_Exercise inputs_.
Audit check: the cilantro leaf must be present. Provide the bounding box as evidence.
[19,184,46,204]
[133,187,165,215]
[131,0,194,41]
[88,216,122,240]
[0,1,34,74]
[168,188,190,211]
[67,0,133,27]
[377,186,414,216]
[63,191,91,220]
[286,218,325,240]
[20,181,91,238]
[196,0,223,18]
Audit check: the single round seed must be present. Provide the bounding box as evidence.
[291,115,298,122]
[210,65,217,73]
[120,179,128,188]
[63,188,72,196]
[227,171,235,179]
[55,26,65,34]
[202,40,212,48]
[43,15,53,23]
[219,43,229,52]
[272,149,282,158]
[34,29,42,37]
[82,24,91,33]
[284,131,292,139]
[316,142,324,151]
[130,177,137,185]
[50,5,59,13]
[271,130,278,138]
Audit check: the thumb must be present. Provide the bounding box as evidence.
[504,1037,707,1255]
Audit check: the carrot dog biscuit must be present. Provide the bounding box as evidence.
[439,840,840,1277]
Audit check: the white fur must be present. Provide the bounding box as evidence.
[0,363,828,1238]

_Problem statement_.
How many of the lines above contain the string "evidence"? Reply with the number alone.

_Right answer_.
5